TASK INPUTS =
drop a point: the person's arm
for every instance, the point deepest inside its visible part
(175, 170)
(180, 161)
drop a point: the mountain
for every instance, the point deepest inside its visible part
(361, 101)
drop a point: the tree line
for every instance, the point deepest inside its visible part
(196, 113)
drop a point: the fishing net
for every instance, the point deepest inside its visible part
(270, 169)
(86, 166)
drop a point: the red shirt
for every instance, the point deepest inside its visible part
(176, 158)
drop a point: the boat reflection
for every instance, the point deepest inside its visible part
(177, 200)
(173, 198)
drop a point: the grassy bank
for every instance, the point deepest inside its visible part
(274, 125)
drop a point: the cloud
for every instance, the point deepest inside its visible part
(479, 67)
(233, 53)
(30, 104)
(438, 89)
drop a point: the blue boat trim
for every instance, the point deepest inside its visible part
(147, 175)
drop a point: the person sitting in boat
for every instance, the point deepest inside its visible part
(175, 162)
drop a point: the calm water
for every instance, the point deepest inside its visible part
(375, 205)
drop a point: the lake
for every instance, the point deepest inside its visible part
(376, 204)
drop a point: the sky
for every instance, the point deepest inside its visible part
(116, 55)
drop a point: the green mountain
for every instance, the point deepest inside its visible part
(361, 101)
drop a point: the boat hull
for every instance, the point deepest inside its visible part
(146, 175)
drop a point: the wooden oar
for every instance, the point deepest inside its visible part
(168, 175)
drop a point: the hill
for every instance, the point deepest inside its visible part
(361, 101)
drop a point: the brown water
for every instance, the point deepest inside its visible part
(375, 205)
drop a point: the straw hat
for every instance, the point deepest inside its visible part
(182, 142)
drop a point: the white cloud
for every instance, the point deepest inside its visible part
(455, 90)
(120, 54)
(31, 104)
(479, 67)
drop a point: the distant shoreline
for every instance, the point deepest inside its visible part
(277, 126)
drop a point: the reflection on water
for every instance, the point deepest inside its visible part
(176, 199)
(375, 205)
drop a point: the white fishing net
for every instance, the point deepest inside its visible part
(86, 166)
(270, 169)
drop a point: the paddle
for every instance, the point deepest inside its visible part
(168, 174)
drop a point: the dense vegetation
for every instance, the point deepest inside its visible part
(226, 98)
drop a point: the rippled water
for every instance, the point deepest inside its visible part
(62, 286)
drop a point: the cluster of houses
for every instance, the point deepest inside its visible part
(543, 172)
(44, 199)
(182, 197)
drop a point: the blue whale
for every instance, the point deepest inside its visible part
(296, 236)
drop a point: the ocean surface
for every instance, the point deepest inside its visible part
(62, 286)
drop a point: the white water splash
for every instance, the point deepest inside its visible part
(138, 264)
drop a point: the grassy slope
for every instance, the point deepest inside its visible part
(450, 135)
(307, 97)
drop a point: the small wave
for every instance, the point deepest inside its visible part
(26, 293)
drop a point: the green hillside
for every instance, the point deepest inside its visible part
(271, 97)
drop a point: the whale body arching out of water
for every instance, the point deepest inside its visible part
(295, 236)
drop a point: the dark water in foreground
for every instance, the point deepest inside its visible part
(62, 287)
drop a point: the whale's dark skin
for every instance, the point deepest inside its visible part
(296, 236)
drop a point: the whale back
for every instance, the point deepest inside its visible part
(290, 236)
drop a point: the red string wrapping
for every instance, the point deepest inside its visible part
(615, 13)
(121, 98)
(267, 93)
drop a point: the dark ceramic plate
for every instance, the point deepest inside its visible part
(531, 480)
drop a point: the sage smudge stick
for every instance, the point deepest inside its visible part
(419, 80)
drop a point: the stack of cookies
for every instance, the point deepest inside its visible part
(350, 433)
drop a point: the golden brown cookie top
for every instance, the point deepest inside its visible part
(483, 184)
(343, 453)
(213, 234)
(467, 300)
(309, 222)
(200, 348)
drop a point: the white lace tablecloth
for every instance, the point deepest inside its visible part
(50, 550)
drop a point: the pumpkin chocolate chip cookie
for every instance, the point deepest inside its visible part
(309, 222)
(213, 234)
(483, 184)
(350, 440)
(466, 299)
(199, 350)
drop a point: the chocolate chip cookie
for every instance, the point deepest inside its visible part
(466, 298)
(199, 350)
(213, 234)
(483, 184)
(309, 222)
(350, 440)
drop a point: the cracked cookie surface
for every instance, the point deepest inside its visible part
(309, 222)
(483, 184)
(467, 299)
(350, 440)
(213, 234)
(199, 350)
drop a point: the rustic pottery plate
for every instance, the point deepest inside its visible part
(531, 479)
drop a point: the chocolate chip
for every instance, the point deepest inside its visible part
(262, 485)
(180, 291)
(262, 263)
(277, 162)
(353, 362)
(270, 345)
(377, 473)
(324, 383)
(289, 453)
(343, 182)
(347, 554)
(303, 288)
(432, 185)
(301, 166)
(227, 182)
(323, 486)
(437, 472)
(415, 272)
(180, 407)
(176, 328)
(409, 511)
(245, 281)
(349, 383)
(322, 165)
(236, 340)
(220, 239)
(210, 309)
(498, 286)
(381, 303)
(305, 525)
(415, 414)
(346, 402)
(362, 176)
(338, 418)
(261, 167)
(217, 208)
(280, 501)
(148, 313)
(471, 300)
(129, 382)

WRITTEN TASK = Copy every line again, from the line that contains "drop a point: the chocolate chip cookie" through the end of the records, requests included. Scale each point coordinate in the answers by 2.6 and round it to a whole number, with halves rounded up.

RESULT FOR THIS TASK =
drop a point: the chocolate chip cookie
for every instance, the point deepest inside its visible part
(1212, 775)
(517, 910)
(554, 608)
(1256, 478)
(803, 577)
(910, 1144)
drop a point: the cracked cookie surface
for every instance, the point deepest inside its visible part
(803, 577)
(1256, 478)
(1214, 777)
(910, 1144)
(554, 608)
(517, 910)
drop a point: the rustic pottery plate
for every instance, the point deepest inside its visible part
(1381, 1245)
drop a point: the chocolate chip
for every instance, the point deepest inside its visible part
(681, 1261)
(468, 757)
(681, 684)
(720, 421)
(918, 941)
(702, 897)
(980, 1230)
(842, 996)
(751, 1178)
(892, 473)
(902, 1440)
(788, 749)
(1123, 481)
(783, 432)
(590, 473)
(840, 1264)
(1136, 1227)
(1079, 707)
(468, 1058)
(458, 853)
(1063, 1329)
(637, 731)
(907, 996)
(837, 429)
(614, 884)
(572, 621)
(546, 803)
(1295, 744)
(991, 788)
(793, 1365)
(1079, 1076)
(900, 1045)
(941, 458)
(879, 1087)
(679, 434)
(564, 541)
(728, 1303)
(385, 814)
(1225, 780)
(335, 993)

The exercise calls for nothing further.